[START Text to read]
Here, D_p and y_CO2 denote the catalyst pellets diameter and the mole fraction of CO₂ in the gas mixture, respectively. The effective CO₂ diffusivity ($D_{{\mathrm{CO}}_2}^{eff}$) is calculated according to the Bosanquet equation taking into account molecular diffusion ($D_{{\mathrm{CO}}_2}^m$) for gas-gas collisions and Knudsen diffusion ($D_{{\mathrm{CO}}_2}^{kn}$) for gas-wall collisions [30]:

$$\frac{1}{D_{{\mathrm{CO}}_2}^{eff}}=\frac{{\tau }_{\mathrm{p}}}{{\epsilon }_{\mathrm{p}}}\left(\frac{1}{D_{{\mathrm{CO}}_2}^m}+\frac{1}{D_{{\mathrm{CO}}_2}^{kn}}\right).$$

(9)

The effective CO₂ diffusivity ($D_{{\mathrm{CO}}_2}^{eff}$) takes into account the catalyst pellet configuration through particle porosity (τ_p), tortuosity (ε_p), average pore diameter (D_pore), and molecular interaction between different species [17]. The molecular diffusion is based on a simplified form of the mixture-averaged diffusion coefficient by Maxwell-Stefan [44]:

$$\frac{1}{D_{{\mathrm{CO}}_2}^m}={\displaystyle \sum }_i\frac{y_i}{D_{ij}}+\frac{y_j}{1-w_j}{\displaystyle \sum }_i\frac{w_i}{D_{ij}}.$$

(10)
[END Text to read]
**Written request:** In the passage on CO₂ diffusivity, which two kinds of diffusion does the Bosanquet equation take into account, and what collisions does each cover?
[START Raw data]
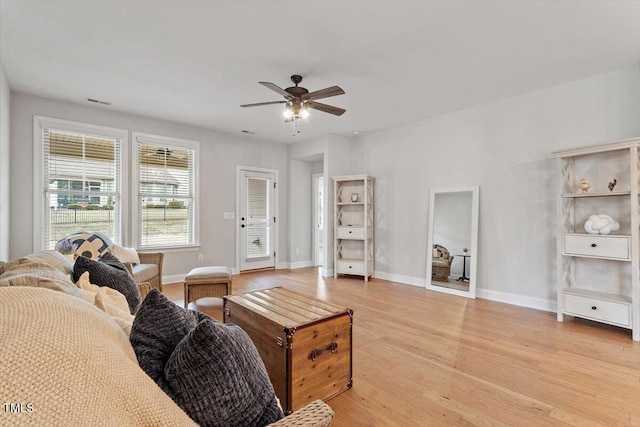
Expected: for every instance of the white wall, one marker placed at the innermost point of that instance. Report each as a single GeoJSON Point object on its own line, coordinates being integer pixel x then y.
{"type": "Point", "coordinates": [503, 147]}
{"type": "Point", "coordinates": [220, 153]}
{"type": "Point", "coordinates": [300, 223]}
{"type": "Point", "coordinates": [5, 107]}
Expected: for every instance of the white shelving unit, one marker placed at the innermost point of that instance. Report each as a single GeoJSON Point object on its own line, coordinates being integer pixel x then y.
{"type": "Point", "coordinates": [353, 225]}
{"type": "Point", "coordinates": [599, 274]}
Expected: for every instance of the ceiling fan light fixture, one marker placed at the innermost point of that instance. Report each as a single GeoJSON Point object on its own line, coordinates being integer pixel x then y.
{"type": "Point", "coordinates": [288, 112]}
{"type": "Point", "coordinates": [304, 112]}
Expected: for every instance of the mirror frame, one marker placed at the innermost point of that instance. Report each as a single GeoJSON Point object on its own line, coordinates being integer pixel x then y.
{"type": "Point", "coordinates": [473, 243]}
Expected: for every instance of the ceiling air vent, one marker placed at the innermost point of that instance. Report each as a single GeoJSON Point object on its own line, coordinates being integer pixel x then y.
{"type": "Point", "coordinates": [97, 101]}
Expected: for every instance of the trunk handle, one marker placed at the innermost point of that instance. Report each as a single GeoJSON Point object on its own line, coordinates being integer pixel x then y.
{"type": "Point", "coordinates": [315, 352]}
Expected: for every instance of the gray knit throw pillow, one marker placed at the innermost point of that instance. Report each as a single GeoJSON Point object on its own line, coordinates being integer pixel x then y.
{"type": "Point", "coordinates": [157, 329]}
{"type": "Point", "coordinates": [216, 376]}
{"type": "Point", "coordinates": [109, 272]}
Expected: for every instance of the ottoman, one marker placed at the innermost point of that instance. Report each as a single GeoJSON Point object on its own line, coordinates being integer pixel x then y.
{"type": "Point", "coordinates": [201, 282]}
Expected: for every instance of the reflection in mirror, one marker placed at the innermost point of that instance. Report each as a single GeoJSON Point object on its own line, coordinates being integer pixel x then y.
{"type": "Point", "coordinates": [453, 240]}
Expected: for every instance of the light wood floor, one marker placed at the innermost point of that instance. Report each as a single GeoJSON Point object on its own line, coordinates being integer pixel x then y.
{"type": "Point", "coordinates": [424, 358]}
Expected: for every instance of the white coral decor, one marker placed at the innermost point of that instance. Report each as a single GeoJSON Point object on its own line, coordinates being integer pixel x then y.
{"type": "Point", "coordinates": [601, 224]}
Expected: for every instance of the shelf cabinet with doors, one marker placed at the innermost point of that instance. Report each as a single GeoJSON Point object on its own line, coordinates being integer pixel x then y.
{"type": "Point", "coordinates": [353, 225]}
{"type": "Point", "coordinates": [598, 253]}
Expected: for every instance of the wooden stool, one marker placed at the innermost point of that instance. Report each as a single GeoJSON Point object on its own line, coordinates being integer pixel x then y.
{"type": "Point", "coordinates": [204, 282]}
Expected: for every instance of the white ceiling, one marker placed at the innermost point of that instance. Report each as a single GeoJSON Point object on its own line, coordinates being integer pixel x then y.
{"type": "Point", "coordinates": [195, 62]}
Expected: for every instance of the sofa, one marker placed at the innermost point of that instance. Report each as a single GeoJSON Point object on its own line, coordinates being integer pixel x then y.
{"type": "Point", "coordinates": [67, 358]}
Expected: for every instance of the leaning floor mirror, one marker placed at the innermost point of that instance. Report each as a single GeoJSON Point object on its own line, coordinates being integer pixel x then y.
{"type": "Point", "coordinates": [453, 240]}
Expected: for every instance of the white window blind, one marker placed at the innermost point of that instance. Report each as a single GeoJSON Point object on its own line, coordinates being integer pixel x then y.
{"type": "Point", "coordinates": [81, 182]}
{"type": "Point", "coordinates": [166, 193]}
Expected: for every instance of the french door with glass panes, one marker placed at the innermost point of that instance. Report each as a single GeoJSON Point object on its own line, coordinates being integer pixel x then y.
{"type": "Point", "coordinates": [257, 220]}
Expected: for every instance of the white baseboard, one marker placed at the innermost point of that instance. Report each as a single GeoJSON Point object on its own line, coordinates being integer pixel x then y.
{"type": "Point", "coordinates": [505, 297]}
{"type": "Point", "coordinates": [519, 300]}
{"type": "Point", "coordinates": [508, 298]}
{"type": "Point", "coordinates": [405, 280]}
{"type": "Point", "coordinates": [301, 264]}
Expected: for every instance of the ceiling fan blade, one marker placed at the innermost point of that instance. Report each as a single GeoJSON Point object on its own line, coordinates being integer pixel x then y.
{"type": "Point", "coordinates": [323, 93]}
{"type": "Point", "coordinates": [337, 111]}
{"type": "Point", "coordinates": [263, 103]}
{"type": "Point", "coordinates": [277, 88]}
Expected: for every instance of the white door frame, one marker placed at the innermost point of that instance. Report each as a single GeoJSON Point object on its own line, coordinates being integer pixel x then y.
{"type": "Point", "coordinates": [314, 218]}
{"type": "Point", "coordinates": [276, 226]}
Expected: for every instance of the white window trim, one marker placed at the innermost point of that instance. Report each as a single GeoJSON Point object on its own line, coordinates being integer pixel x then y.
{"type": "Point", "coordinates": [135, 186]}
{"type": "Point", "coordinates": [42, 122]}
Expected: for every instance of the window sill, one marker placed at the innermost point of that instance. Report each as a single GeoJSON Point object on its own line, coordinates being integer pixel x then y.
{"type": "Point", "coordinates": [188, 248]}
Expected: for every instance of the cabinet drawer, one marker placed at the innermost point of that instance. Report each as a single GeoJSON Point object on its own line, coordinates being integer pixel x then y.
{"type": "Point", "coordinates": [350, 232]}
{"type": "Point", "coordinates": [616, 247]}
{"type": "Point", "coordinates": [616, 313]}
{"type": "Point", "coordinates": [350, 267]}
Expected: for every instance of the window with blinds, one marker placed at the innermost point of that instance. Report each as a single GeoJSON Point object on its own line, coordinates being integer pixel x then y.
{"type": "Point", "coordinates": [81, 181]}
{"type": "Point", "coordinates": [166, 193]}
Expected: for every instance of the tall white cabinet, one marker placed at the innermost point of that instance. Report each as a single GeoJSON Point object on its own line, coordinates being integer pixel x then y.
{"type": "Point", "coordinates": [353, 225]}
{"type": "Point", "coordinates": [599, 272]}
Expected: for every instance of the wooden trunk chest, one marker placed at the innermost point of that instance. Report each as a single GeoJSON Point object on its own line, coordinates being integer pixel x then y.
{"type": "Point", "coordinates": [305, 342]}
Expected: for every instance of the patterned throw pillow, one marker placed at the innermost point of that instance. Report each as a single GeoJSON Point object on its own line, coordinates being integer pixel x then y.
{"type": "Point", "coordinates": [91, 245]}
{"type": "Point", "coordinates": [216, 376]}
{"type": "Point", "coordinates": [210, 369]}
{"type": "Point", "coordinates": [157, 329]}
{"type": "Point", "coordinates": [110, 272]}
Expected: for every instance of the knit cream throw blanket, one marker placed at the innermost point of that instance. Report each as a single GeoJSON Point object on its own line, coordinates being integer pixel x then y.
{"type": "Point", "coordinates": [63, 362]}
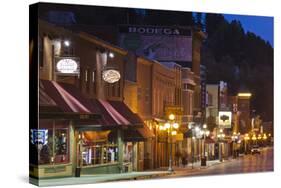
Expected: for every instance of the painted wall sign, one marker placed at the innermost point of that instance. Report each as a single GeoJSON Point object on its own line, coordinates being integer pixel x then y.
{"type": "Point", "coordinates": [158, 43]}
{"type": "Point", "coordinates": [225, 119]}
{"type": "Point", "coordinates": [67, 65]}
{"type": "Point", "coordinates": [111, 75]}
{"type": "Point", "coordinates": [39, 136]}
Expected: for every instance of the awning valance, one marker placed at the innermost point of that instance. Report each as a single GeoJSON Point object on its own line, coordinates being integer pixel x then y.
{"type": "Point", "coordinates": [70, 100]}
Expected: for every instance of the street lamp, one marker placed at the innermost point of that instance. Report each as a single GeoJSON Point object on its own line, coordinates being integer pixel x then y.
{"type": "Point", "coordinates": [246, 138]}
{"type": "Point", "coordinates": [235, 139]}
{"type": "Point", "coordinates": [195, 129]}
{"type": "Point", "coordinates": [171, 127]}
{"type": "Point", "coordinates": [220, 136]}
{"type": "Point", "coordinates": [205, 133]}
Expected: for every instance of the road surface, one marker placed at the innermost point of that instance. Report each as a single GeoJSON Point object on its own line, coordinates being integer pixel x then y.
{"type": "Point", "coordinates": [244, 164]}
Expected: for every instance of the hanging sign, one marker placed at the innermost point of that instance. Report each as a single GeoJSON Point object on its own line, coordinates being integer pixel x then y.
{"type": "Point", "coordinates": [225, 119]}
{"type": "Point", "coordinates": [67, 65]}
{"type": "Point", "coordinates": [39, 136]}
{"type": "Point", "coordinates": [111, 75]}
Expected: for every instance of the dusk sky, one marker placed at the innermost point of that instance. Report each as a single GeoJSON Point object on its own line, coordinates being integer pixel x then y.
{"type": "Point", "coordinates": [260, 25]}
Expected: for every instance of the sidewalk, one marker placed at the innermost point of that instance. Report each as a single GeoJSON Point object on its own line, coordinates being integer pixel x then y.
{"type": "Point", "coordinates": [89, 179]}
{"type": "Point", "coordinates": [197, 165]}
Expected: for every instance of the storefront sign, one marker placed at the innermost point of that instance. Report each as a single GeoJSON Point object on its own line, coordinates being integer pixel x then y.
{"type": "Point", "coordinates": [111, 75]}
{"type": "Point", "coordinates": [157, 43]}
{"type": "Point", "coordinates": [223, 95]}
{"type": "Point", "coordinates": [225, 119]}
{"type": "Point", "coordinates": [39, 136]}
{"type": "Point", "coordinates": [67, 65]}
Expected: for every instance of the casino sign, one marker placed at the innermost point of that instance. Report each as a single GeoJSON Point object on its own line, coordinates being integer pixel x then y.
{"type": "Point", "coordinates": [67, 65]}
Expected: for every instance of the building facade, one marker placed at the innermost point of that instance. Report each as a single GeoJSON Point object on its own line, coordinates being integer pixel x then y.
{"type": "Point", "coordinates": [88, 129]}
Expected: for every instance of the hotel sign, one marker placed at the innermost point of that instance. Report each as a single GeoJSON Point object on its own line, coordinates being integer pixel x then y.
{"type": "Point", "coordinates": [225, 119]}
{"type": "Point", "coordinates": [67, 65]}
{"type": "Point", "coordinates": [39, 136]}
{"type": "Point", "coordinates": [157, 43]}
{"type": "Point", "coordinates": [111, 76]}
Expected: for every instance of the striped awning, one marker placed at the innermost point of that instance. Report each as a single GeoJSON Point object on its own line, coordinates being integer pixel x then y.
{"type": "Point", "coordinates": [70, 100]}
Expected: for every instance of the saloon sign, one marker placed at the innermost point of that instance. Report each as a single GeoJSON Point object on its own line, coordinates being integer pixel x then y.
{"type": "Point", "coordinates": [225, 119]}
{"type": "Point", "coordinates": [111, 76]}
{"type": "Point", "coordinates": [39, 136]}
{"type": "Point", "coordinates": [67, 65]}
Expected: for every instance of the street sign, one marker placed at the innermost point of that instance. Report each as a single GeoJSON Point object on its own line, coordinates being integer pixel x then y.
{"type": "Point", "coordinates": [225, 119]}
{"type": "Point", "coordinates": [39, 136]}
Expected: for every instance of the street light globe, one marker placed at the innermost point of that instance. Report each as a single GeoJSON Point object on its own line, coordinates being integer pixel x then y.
[END Raw data]
**Answer to the task:** Molecular diffusion for gas-gas collisions and Knudsen diffusion for gas-wall collisions.